RECORDS FOR THE TASK →

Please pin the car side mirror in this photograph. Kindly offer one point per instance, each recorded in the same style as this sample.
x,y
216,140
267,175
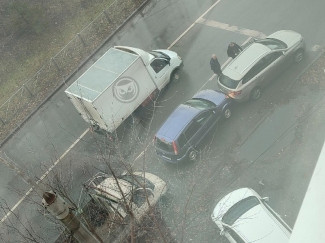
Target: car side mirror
x,y
265,199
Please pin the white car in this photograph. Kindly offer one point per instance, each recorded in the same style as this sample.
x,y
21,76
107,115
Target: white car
x,y
243,216
259,63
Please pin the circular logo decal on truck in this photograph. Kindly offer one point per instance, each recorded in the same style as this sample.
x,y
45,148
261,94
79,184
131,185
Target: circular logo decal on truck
x,y
126,89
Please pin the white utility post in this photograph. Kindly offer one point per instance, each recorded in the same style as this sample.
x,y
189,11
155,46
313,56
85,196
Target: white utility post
x,y
56,206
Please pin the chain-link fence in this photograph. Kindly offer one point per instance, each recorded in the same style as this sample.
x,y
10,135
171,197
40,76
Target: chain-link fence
x,y
54,73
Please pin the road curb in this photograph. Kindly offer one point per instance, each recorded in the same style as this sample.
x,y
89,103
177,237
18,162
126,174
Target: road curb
x,y
135,12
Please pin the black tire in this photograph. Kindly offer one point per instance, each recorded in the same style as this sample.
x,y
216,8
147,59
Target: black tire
x,y
255,93
298,56
193,154
174,76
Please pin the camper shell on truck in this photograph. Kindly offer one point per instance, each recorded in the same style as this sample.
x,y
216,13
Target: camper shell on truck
x,y
119,82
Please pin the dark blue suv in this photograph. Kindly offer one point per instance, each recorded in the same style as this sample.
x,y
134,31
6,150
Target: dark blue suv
x,y
180,135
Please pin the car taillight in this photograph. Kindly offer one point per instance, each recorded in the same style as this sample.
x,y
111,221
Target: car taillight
x,y
175,148
234,94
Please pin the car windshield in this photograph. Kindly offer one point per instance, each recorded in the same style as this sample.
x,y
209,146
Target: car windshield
x,y
273,44
228,82
158,54
239,209
200,104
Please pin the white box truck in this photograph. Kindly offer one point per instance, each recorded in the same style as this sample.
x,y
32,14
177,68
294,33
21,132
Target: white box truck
x,y
119,82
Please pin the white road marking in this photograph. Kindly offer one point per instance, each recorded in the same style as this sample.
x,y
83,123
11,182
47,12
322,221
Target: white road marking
x,y
232,28
44,175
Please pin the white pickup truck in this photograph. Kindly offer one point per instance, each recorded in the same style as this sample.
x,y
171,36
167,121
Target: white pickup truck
x,y
119,82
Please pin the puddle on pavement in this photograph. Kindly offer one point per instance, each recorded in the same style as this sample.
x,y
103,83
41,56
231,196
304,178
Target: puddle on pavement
x,y
275,132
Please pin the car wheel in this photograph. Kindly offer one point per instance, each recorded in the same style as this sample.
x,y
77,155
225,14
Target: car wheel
x,y
227,113
299,55
193,154
255,93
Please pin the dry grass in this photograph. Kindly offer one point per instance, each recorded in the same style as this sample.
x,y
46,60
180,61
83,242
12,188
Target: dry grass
x,y
25,55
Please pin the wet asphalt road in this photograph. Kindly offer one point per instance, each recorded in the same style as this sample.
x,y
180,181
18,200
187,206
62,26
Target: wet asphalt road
x,y
275,140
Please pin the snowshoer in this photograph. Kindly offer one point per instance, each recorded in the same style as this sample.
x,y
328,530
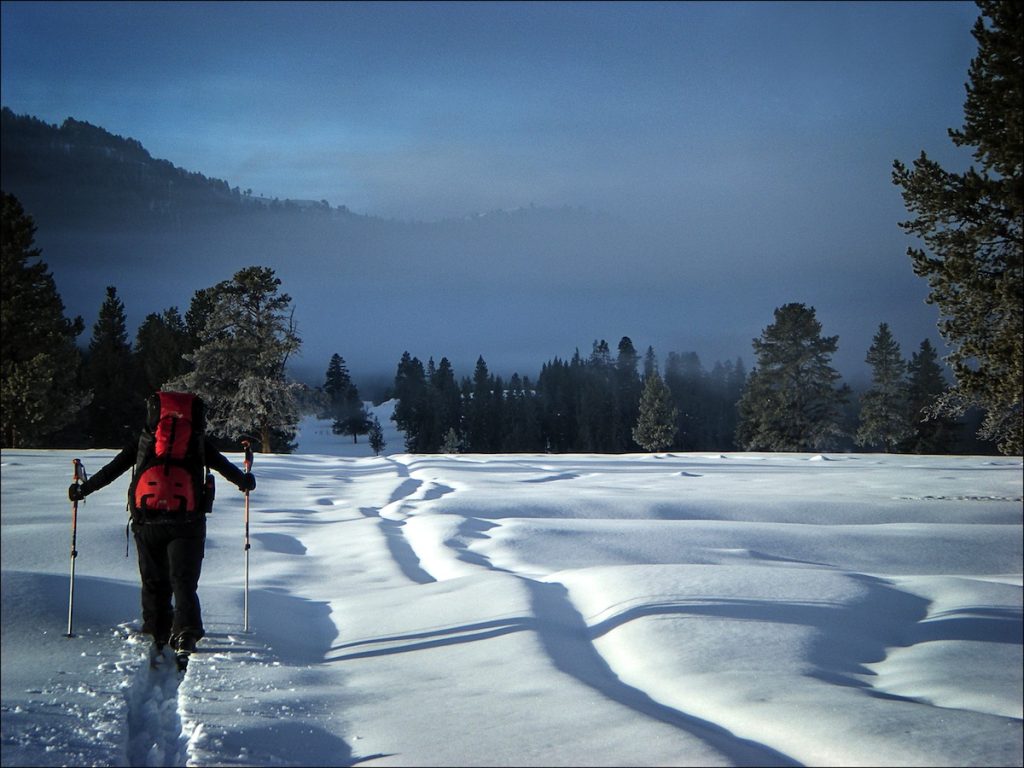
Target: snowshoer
x,y
170,494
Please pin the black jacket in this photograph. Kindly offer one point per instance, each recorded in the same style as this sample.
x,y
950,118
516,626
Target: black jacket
x,y
126,460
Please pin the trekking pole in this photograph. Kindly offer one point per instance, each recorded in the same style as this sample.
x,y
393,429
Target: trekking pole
x,y
248,465
79,478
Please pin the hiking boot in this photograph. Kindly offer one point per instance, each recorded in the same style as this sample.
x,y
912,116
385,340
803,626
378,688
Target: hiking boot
x,y
184,643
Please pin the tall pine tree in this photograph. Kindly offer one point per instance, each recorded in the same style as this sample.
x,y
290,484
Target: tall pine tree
x,y
932,433
247,337
655,428
39,392
116,414
971,224
792,400
885,408
161,345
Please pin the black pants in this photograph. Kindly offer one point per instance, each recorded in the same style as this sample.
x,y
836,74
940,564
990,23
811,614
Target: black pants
x,y
170,559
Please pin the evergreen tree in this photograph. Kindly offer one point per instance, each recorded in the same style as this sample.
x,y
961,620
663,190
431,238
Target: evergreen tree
x,y
161,345
344,403
597,402
627,395
376,436
336,384
39,392
685,378
483,412
655,428
240,367
649,363
521,431
932,433
971,224
446,399
116,413
453,444
791,401
885,410
411,391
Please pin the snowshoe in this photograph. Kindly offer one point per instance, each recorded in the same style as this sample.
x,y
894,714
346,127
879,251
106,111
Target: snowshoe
x,y
157,655
183,647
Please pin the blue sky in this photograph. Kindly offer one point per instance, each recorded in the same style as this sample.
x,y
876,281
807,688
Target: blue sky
x,y
427,110
755,138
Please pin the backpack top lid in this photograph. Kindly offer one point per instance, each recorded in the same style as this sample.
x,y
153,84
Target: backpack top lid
x,y
177,421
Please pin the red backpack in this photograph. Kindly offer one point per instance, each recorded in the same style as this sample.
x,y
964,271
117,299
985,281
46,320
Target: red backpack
x,y
170,468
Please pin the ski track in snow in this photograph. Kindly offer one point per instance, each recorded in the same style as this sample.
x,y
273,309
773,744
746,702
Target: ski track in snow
x,y
567,639
237,705
155,735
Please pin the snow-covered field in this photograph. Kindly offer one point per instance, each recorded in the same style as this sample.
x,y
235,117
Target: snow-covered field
x,y
535,609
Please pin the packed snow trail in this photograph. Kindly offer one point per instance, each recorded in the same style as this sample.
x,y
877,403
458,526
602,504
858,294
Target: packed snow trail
x,y
154,732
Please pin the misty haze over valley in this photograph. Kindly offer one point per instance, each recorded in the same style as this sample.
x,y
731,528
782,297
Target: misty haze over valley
x,y
518,288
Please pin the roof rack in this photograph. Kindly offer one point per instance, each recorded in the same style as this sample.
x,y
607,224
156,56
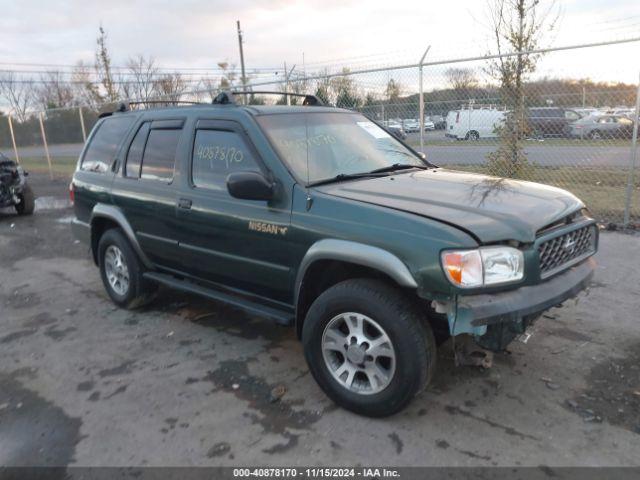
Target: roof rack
x,y
228,97
126,105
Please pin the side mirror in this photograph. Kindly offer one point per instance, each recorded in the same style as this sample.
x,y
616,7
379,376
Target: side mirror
x,y
249,186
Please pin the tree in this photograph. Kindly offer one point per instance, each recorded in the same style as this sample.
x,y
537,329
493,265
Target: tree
x,y
323,88
54,91
141,82
18,93
103,67
170,86
86,92
516,26
345,91
461,80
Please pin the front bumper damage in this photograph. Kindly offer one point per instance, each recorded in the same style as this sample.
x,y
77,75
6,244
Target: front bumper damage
x,y
496,319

WHAT YOU HAVE TO DO → Pictures aside, the material must be written out word for word.

TASK RESPONSE →
Please pin the car side mirror in this photograph. Kindly offer one point per instance, each recorded in the same style as this sample.
x,y
216,140
267,175
Target: car side mirror
x,y
265,199
Please pin the white car in this photograph. Kindly offer one point per instance, each recorded in the same style as this sample.
x,y
21,76
107,115
Target: white car
x,y
243,216
259,63
Please pin the circular logo decal on truck in this photograph. Kindly offer one point per instance, each recorded in the same style as this sample.
x,y
45,148
261,94
79,184
131,185
Target: circular logo decal on truck
x,y
126,89
Please pin the white utility post in this photograph. Kindly offer one point per instance, each recorded in the same style as this sample.
x,y
189,11
155,46
313,56
85,196
Target: white utility post
x,y
56,206
Please pin the chain-link fence in this photograph. Kindly offer one point per instance, each recorded in the same style as this sample.
x,y
10,135
171,197
40,76
Target: chain-link fence
x,y
54,73
Please pin the road curb in this photograph. Kindly offer one point per instance, each recorded in the same style as this sample.
x,y
89,103
177,237
18,162
126,174
Target: road curb
x,y
135,12
Please pin the black tire in this photograph. Kindly offer one point per instance, each recorded in the same style as this sample.
x,y
216,8
147,59
Target: black tire
x,y
255,93
298,56
193,154
174,76
Please pin the camper shell on truck in this photograph. Kindly offer one point per instance, each recorded in the same style as this sample.
x,y
216,13
Target: camper shell on truck
x,y
119,82
Please pin the dark blue suv in this photograph. Kindly offer one point per instance, each recorded in the same style as this sample.
x,y
134,31
6,150
Target: dark blue suv
x,y
180,135
Please pin the car taillight in this photograph. Kindly offer one point per instance, each recorded in the same style as this sample.
x,y
111,221
Target: car taillight
x,y
175,148
234,94
Please pin the car windshield in this photograph. Kindly offer one point per instance, each recorded in the same style as this sample.
x,y
209,146
Target: car windshield
x,y
273,44
228,82
158,54
239,209
200,104
Please pin the white box truck in this photograph. Kindly offer one point per instance, each recorded in the same style as this sample.
x,y
32,14
177,68
294,33
21,132
Target: white box truck
x,y
119,82
Please pin the white road marking in this photograph. Kindly offer one point per instance, each recorded in the same style as this sample.
x,y
83,123
11,182
47,12
322,221
Target: white road marking
x,y
232,28
44,175
Please pin the white pickup truck in this photograph. Kindly offer one point per instance, each recorded in the same style as this sample.
x,y
171,36
167,121
Target: white pickup truck
x,y
119,82
Please pin the puddle on pavement in this photograph. Kindly offer one point per instance, each recorded in the same style as this sample.
x,y
103,83
41,56
231,196
304,178
Target: puddle on pavement
x,y
275,132
Please pin the car wheel in this photograph. Kindly offer one point per instance, each recorded in the same style as this sample.
x,y
77,155
225,14
Target: car wheel
x,y
227,113
299,55
193,154
255,93
Please pin the dry grass in this photograph. Kindly offer one point per instance, each recorded in the same style as this sample.
x,y
46,60
180,61
83,242
12,188
Target: dry grass
x,y
25,55
Please pin the wet asphalt road in this photograph. Kindly offer one point per instance, each recorded in the same style as this sample.
x,y
180,181
18,200
187,206
62,26
Target: wet asphalt road
x,y
275,140
Please pin the snowshoer in this photograph. Kindly offer one point per instance, each recorded in the same style as this sample.
x,y
328,530
Target: snowshoer
x,y
170,494
Please pin the black jacket in this photograph. Kindly offer one point per instance, each recorded in the same style as this sample.
x,y
950,118
516,626
Target: black jacket
x,y
126,460
Please pin the trekking pole in this photograph. Kindly offer one point per instance, each recorded in the same style as this sample.
x,y
393,429
Target: trekking pole
x,y
248,465
79,478
Please pin the hiking boot in this photograph. Kindly offer one point per instance, each recorded in the same style as this sample.
x,y
912,116
385,340
803,626
378,688
Target: hiking boot
x,y
184,643
Please pin the tall pine tree in this photograph. Kindly offer one point per instance, each recorded in the same style as this sample.
x,y
290,484
Target: tall pine tree
x,y
932,433
247,337
655,428
39,392
116,414
971,224
792,400
885,408
161,345
Please pin the black pants in this photograph. Kindly offer one point per instance, each recorded in the same style as this sample.
x,y
836,74
940,564
990,23
811,614
Target: black pants
x,y
170,559
Please pin the evergreen tree in this photograph. Kindly offer one point per instance, each recorded in the same style as this sample.
x,y
961,620
663,190
431,238
Target: evergreen tree
x,y
161,345
344,403
597,402
627,395
376,436
336,384
39,392
685,378
483,412
655,428
240,367
649,363
521,431
932,433
971,224
446,399
116,413
453,444
791,401
885,410
411,391
Please pin the snowshoe in this photograph. Kindly offer one point per instance, each recorded in the same style as this sample.
x,y
894,714
346,127
879,251
106,111
Target: snowshoe
x,y
157,655
183,647
Please pin the blue sky in this photograph. Kindly offer one point per instance, each recorded in the same style as this sample.
x,y
876,281
807,688
Target: blue sky
x,y
427,110
755,138
Please pin the backpack top lid in this photograph. Kindly offer one point per instance, each recorded in the same style as this sample.
x,y
153,84
Target: backpack top lid
x,y
177,421
Please pin the red backpack in this photograph. Kindly offer one point per instance, each recorded in the same style as this sample.
x,y
964,271
117,299
985,281
46,320
Target: red backpack
x,y
170,468
Please pin the ski track in snow in this photograph. Kindly offer one point per instance, each recorded in the same style as this sample.
x,y
273,309
773,744
746,702
Target: ski track in snow
x,y
567,639
237,705
155,735
Please pin the snow-covered field in this photograph. Kindly offer one point per instance, each recorded in the same style as this sample.
x,y
235,117
Target: snow-covered field
x,y
535,609
Please pin the packed snow trail in this photograph. Kindly offer one point per instance, each recorded in the same style as this sample.
x,y
877,403
458,526
602,504
858,294
Target: packed snow trail
x,y
154,732
Please pin the misty haze over valley in this photograph. Kindly offer one point per instance, each recorded in the same style as this sample.
x,y
731,528
782,297
Target: misty haze over valley
x,y
518,288
Please pin the roof rack in this photograph. Kindly offer one point per instance, each recorded in the same style as this sample.
x,y
607,224
156,56
Target: roof rack
x,y
228,97
126,105
Please pin the side mirror in this photograph. Kindly offer one point per instance, each recorded in the same style as this sample.
x,y
616,7
379,376
Target: side mirror
x,y
249,186
Please pin the tree in this photograph. Kindly offer one point per instance, each recorded in the same style as this sample.
x,y
537,329
493,265
Target: tree
x,y
323,88
54,91
141,82
18,93
103,67
170,86
86,92
516,26
345,91
461,80
Please pin the front bumper damage in this photograph. Kindly offer one point per instance, each recorded in the same style as this sample.
x,y
77,75
6,244
Target: front bumper damage
x,y
496,319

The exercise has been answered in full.